Please return all records verbatim, no pictures.

(Record set begins)

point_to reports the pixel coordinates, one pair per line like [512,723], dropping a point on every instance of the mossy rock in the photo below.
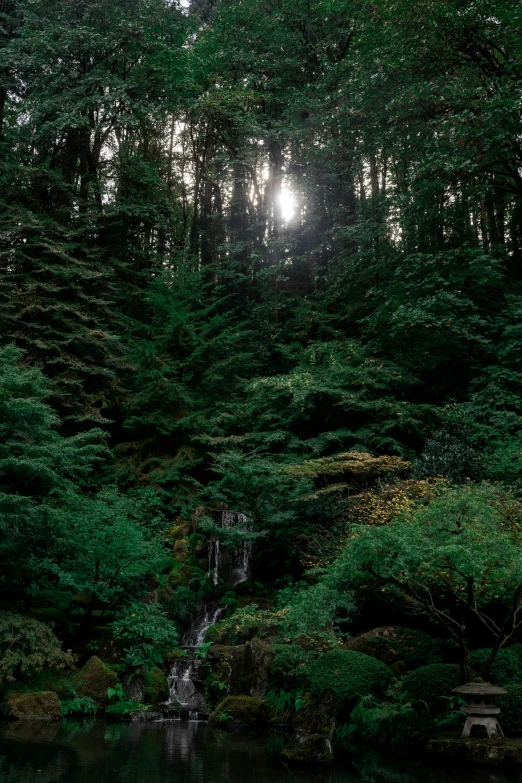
[181,549]
[511,710]
[175,655]
[156,686]
[395,645]
[94,679]
[314,724]
[44,705]
[124,709]
[349,675]
[430,683]
[181,529]
[241,711]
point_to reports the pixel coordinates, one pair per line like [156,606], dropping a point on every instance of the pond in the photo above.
[175,752]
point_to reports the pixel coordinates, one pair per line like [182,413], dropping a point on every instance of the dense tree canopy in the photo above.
[261,256]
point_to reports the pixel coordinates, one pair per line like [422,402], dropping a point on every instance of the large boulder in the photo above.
[94,679]
[44,705]
[241,711]
[314,725]
[396,645]
[244,668]
[156,688]
[349,675]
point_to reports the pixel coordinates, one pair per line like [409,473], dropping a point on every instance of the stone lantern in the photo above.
[481,708]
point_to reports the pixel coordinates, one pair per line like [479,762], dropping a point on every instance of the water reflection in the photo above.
[174,752]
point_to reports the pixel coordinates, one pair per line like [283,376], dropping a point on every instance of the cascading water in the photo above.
[213,561]
[241,558]
[186,686]
[185,682]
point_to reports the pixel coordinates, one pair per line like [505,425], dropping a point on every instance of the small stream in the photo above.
[189,752]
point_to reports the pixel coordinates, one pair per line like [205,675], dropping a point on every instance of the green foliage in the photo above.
[349,675]
[291,667]
[156,686]
[79,707]
[39,469]
[511,710]
[246,623]
[117,693]
[108,546]
[387,723]
[123,708]
[27,647]
[441,554]
[148,632]
[431,683]
[247,711]
[507,666]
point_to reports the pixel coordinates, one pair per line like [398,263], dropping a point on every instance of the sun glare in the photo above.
[288,204]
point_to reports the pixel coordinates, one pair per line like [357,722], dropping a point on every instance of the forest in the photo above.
[261,360]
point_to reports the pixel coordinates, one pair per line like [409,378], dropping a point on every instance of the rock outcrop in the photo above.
[241,712]
[245,668]
[44,705]
[94,679]
[314,725]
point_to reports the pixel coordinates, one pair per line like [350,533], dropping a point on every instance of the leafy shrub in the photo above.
[290,667]
[26,647]
[148,631]
[391,644]
[507,666]
[511,710]
[349,675]
[246,623]
[79,706]
[431,683]
[283,703]
[385,723]
[156,686]
[242,710]
[124,707]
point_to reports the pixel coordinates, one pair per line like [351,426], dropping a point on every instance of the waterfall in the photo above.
[196,633]
[241,563]
[181,683]
[185,683]
[241,558]
[213,561]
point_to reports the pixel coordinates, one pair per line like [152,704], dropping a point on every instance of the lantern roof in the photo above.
[479,688]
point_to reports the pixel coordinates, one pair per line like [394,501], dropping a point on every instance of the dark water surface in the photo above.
[99,752]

(Record set ends)

Final answer:
point_to reports the pixel coordinates, one pair per line like [512,723], dropping a point on every instance of the mossy rock in the photo below.
[181,549]
[511,710]
[175,655]
[156,686]
[395,645]
[94,679]
[314,724]
[44,705]
[124,709]
[349,675]
[430,683]
[181,529]
[241,711]
point_to reports the pixel coordinates, one pair per line like [156,606], dropping a point on every instance of the pond in the photo above.
[175,752]
point_to reports the pixel coordinates, one pair per line like [182,413], dropping a point on every instance of the dense tree canopy in the photo above.
[261,256]
point_to reports the pixel coordinates, one pair per line like [422,402], dropping a point on every instance of the large boulder in the photo above.
[94,679]
[44,705]
[241,711]
[314,725]
[396,645]
[244,668]
[156,688]
[349,675]
point_to reports the pixel coordinates, one pair per line like [409,473], dropping a point on every instance of the stone lantern in the photo above.
[481,708]
point_to reports the pixel coordinates, one pair per line like [479,762], dropping a point on every instance of the water reflection in the photo above.
[174,752]
point_to reports the pixel coordinates, one pair per line like [283,376], dropping a point on every instance of the cascading water in the photo above.
[213,561]
[241,558]
[186,686]
[185,682]
point_to reports the pixel coordinates, one pair per line like [505,425], dropping a point on every instance of the small stream in the photo above.
[189,752]
point_to reports the pixel coordinates, one pair per line like [205,675], dropping a point on every instance of the green foliage in the photo above.
[349,675]
[291,667]
[156,686]
[79,707]
[39,469]
[511,710]
[246,623]
[117,693]
[108,546]
[387,723]
[123,708]
[27,647]
[441,554]
[148,632]
[431,683]
[247,711]
[507,666]
point_to reports the pixel coordinates, one pair per line like [398,263], dropping a point on every instance of the sun glare in the photo above.
[288,204]
point_to reports the pixel coordinates, one pair per line like [357,722], dropping a point on every instance of the forest in the photo above.
[261,360]
point_to reports the pixel coordinates, one pair per line like [409,378], dropping a point on every instance of the rock outcrop in the photo above.
[241,712]
[245,668]
[44,705]
[94,679]
[314,725]
point_to reports the pixel coordinates, one pair per line like [350,533], dropping a point on every instance of the leafy shrub in the photo above.
[290,667]
[26,647]
[148,631]
[391,644]
[507,666]
[511,710]
[349,675]
[246,623]
[79,706]
[431,683]
[283,703]
[385,723]
[156,686]
[242,710]
[124,707]
point_to reports the pixel coordinates, one pair per line like [351,426], dropping a point on every instance of the waterfall in the photo above.
[196,633]
[241,563]
[181,683]
[185,683]
[241,558]
[213,561]
point_to reports the pixel coordinates, one pair per line like [152,704], dropping a point on every instance of the lantern roof in the photo above.
[479,688]
point_to reports the pixel coordinates, one pair per line like [394,501], dropping a point on every instance of the dark water surface in the photo above.
[99,752]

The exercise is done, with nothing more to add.